§ Gegebener Textauszug
======

Notwendig für sämtliche in Betracht kommende Schätzverfahren zum "Lifetime Expected Credit Loss" (LECL) sind - in sogar deutlich größerem Umfang und Detail verglichen zur traditionellen Risikoeinschätzung - Kreditnehmerdaten, welche in Sachen Umfang, Sichtweise und Detail grundsätzlich über die in bisherigen Bewertungssystemen genutzten Informationen hinausgehen sollten. Letztlich scheint nämlich nur darüber eine adäquate Bewertung gemäß dem Standard möglich.

Keine nennenswerten Hindernisse für Schufa-Abfragen zu erwarten

Zunächst ist festzustellen, dass sowohl die alte Fassung, dort §§ 28a, 28b, sowie 29 BDSG a.F. als auch die neue Fassung des BDSG, §§ 30 und 31 BDSG n.F. die Datenverarbeitung durch Auskunfteien explizit zulassen. Dabei war in der bisherigen Fassung des BDSG für die Datenerhebung regelmäßig eine Einwilligung des Betroffenen nötig, was gemäß Art. 6 I a DSGVO auch weiterhin so gilt.

======

(Aus einer Sammlung entnommene Daten)

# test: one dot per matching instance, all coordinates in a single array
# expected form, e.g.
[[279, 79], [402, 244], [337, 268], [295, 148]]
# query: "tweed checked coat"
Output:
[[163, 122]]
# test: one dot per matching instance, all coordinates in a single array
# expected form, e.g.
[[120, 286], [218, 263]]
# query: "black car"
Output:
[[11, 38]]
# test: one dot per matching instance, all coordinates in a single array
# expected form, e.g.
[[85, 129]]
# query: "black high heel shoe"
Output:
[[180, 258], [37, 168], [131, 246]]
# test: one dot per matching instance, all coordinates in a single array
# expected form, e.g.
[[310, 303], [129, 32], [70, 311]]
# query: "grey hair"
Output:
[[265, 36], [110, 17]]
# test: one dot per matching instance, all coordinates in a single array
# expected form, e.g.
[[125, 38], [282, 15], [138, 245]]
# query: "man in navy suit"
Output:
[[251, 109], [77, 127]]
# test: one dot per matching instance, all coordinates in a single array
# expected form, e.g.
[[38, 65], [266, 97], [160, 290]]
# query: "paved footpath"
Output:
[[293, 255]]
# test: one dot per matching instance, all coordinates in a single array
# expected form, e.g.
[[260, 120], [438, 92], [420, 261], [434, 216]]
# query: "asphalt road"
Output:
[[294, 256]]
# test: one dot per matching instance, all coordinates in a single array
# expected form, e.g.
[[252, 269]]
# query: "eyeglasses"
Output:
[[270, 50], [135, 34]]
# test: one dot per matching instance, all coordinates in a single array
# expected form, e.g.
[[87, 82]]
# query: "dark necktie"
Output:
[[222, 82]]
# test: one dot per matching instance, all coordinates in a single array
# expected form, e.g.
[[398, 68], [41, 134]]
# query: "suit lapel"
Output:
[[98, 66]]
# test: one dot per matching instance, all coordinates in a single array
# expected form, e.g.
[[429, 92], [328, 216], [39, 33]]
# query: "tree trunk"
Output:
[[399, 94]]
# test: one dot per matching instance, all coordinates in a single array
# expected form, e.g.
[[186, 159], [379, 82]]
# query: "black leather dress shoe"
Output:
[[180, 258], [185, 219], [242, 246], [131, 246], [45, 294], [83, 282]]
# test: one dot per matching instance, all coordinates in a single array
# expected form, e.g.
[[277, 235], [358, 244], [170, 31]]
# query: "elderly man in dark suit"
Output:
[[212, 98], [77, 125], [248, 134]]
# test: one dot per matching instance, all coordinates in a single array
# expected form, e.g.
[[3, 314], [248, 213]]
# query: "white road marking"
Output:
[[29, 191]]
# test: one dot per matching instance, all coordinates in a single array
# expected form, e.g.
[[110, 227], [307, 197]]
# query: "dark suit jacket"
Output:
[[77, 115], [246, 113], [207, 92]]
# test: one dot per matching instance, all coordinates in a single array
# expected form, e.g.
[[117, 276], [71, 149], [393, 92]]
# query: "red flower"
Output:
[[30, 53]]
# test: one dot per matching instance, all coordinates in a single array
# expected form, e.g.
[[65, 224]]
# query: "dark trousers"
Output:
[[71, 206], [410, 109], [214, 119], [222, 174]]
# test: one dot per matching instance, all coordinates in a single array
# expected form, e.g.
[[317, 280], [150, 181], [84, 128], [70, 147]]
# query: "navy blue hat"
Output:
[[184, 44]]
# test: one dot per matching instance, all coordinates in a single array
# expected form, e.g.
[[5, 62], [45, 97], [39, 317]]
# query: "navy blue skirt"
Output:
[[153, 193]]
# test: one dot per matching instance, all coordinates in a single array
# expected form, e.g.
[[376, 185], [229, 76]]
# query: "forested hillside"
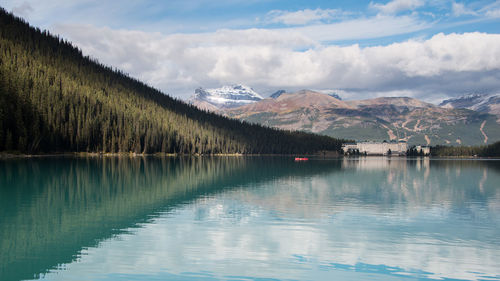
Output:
[[55, 99]]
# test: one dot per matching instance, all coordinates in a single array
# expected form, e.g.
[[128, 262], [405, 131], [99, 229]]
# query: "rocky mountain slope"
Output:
[[379, 119], [488, 103]]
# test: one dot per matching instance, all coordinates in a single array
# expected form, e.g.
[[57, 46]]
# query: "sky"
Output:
[[427, 49]]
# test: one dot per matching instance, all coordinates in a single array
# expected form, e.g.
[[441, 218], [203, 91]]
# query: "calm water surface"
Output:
[[249, 219]]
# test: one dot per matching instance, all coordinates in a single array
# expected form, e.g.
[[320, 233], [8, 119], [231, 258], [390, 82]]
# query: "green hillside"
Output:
[[55, 99]]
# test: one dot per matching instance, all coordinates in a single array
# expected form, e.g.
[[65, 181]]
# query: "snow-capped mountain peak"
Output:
[[226, 96]]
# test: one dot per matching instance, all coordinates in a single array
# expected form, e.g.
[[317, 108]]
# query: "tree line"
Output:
[[55, 99], [492, 150]]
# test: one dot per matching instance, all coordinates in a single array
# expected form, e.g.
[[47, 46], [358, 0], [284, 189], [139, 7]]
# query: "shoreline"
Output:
[[12, 155]]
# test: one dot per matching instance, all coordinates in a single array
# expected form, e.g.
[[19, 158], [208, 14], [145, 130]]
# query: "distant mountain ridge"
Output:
[[224, 97], [488, 103], [385, 118], [54, 99]]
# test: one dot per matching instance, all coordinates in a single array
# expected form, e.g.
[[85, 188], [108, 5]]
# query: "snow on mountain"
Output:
[[276, 94], [488, 103], [226, 96]]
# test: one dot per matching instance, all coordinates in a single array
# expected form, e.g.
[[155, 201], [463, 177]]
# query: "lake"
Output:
[[249, 218]]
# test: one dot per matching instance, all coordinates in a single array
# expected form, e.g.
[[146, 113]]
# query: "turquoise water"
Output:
[[249, 219]]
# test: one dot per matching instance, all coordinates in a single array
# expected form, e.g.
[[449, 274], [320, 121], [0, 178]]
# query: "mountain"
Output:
[[224, 97], [54, 99], [276, 94], [388, 118], [488, 103], [335, 96]]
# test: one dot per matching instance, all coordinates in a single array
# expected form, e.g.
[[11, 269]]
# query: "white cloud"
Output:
[[459, 9], [492, 10], [303, 16], [396, 6]]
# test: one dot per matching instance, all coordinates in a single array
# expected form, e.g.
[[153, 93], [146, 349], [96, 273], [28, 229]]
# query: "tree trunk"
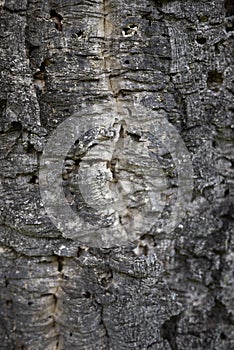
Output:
[[115, 177]]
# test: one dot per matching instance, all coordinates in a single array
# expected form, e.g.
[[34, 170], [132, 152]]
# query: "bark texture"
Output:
[[166, 290]]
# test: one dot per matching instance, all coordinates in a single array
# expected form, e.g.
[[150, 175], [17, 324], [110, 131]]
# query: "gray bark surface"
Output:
[[165, 290]]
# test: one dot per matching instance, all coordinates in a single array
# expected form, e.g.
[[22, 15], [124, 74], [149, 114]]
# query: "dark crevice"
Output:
[[169, 331], [41, 73], [112, 166], [34, 179], [229, 7], [15, 126], [134, 136], [57, 18], [60, 263]]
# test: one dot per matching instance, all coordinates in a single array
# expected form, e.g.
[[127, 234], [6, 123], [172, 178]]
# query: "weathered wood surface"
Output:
[[168, 290]]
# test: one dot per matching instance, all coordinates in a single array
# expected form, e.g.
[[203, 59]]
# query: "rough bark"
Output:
[[166, 290]]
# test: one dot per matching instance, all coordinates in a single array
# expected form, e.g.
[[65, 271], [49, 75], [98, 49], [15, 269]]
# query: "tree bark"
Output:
[[130, 73]]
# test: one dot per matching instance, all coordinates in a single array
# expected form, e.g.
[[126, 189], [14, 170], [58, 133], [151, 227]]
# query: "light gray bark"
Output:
[[166, 290]]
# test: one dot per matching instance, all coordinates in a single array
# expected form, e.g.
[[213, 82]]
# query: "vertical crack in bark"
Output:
[[169, 331]]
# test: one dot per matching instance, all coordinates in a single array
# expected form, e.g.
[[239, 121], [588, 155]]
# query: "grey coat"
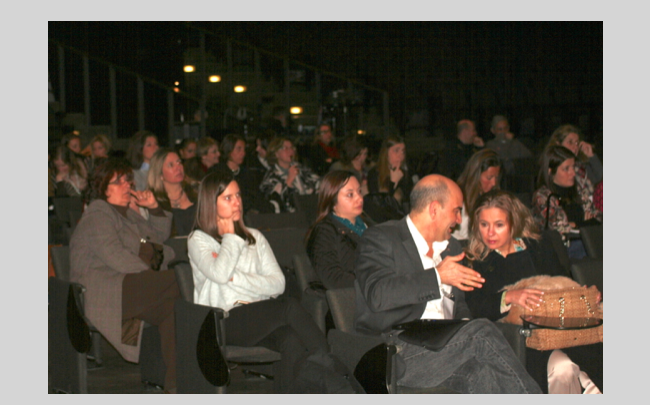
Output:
[[103, 249]]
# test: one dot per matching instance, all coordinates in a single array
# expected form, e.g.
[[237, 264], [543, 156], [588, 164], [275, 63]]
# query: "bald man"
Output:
[[408, 270]]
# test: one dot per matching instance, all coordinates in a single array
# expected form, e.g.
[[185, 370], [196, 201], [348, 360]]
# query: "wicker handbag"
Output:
[[569, 302]]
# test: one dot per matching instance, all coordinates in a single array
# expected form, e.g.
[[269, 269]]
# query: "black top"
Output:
[[183, 220], [332, 250]]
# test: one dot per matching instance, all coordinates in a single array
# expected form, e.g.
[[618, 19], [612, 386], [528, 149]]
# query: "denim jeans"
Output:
[[477, 360]]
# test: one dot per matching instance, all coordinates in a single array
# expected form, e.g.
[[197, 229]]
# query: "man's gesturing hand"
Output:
[[453, 273]]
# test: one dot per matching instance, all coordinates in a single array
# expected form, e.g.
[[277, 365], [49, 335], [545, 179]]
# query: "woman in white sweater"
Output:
[[234, 269]]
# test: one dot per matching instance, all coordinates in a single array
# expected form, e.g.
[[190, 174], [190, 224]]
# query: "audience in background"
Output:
[[72, 141], [166, 179], [234, 269], [323, 152], [389, 182], [482, 174], [354, 154], [458, 152], [233, 154], [506, 247], [286, 176], [117, 256], [207, 155], [69, 173], [504, 143], [187, 149], [100, 147], [333, 238], [142, 145]]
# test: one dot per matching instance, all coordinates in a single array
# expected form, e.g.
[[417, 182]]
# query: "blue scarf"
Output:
[[358, 227]]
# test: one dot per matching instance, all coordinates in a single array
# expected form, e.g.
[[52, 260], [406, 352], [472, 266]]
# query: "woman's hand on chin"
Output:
[[145, 199]]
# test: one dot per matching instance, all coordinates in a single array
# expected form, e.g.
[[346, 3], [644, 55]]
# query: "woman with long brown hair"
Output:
[[389, 182], [333, 238], [166, 179], [234, 269], [481, 174], [505, 246]]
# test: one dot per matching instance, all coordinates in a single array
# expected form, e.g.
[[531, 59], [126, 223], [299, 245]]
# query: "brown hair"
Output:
[[560, 134], [155, 182], [211, 187], [102, 175], [522, 224], [383, 169], [274, 146], [470, 179], [136, 144]]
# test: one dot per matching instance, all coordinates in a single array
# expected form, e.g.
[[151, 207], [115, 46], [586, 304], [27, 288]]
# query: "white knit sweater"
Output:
[[255, 273]]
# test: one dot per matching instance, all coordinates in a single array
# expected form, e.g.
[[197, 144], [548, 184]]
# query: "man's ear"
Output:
[[434, 209]]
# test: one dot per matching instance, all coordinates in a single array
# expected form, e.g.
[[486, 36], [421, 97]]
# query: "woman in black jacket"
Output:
[[332, 240]]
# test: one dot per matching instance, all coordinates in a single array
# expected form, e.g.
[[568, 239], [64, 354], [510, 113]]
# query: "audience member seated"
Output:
[[142, 145], [389, 182], [505, 247], [504, 143], [558, 203], [167, 181], [72, 141], [234, 269], [323, 152], [408, 270], [233, 152], [69, 173], [598, 196], [354, 154], [118, 256], [286, 177], [332, 240], [187, 149], [257, 162], [588, 166], [100, 147], [482, 174], [460, 150], [207, 155]]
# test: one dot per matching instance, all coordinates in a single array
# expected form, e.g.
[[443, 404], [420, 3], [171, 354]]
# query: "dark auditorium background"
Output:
[[539, 74]]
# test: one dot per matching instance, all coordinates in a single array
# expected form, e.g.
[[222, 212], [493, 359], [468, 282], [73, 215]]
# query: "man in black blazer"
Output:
[[393, 287]]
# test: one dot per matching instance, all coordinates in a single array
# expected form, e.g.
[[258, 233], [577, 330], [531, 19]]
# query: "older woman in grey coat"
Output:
[[117, 254]]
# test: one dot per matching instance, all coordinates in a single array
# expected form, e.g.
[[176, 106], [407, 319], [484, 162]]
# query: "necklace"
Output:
[[177, 202]]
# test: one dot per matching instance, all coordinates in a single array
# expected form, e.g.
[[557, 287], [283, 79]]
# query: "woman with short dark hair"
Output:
[[142, 146], [333, 238], [119, 257], [286, 176]]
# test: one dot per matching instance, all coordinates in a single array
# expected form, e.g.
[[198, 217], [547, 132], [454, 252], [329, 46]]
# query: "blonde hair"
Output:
[[522, 224]]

======

§ Gestellte Aufgabe
Bitte beantworte: Welche Paragrafen der neuen Fassung des BDSG lassen laut dem Textauszug die Datenverarbeitung durch Auskunfteien explizit zu?

§ Vollständige Antwort
Die §§ 30 und 31 BDSG n.F.